WHAT YOU ARE ASKED TO DO –
Somewhere below is a line with "Drop one point on every instance of the building" and, later, a line with "Drop one point on every instance of the dense"; repeat those two lines and all the lines between them, exactly as they are.

EXERCISE INPUTS –
· · ·

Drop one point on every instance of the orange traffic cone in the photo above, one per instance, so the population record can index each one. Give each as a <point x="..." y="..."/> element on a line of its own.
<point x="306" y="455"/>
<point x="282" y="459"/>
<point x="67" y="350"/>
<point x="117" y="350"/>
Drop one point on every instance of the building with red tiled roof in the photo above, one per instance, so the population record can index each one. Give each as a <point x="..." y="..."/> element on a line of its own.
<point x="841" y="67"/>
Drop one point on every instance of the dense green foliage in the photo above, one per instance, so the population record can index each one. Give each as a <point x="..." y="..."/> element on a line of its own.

· · ·

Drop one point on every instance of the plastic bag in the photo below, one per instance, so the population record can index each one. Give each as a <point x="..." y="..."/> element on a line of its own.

· · ·

ANSWER FOR THIS EXERCISE –
Drop one point on every instance of the building with red tiled roof in the photo above, one per instance, so the population record can index each one. Give each as a <point x="..." y="..."/> element on a line of its own.
<point x="841" y="67"/>
Drop one point on every instance of the dense green foliage in the photo above, one per instance, so the population record can index each one. Give each as a <point x="..." y="..."/> element on a line of its own.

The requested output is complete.